| Job |
Show each line of the listing below that contains the string "outline", treating uppercase and lowercase letters as different.

** START OF Entries provided **

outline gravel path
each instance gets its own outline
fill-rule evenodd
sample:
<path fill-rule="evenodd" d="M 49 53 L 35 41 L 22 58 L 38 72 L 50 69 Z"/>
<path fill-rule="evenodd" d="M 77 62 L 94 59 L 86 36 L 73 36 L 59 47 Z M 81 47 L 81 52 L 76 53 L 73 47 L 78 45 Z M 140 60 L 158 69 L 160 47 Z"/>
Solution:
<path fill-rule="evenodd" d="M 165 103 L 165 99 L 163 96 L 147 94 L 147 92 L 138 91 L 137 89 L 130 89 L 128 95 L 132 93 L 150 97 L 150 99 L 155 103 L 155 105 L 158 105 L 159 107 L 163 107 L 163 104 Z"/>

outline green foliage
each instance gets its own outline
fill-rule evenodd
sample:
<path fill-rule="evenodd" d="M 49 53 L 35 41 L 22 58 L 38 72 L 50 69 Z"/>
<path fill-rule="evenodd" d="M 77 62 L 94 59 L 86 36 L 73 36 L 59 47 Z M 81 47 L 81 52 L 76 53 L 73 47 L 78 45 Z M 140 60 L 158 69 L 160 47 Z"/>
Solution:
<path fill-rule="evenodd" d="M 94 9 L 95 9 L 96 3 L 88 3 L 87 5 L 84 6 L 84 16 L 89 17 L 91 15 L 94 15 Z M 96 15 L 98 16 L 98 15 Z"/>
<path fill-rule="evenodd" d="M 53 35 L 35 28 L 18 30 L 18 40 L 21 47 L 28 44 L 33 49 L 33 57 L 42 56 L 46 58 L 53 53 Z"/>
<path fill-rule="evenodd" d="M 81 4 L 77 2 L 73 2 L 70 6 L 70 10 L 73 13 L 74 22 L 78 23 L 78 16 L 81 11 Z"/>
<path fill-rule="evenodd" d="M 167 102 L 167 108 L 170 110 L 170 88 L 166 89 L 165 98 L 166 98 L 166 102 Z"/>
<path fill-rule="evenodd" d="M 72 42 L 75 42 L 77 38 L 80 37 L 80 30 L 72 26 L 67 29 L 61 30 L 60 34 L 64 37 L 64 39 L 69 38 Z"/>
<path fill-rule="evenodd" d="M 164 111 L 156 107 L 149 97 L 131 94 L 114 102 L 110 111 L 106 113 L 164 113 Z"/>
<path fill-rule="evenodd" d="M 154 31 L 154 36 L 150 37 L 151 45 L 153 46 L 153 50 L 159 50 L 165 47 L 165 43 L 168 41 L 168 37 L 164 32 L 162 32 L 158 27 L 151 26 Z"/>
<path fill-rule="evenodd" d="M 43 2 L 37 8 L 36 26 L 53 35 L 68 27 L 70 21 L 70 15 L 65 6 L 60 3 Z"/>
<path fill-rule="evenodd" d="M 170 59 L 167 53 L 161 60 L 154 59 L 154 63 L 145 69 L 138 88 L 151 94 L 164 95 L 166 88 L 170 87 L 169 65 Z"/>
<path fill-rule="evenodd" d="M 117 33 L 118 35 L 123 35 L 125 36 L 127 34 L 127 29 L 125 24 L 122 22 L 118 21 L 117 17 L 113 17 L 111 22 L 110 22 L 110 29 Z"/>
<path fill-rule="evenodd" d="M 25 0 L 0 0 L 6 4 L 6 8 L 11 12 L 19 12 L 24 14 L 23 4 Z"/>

** END OF Entries provided **

| Answer to this task |
outline gravel path
each instance gets its own outline
outline green foliage
each instance gets its own outline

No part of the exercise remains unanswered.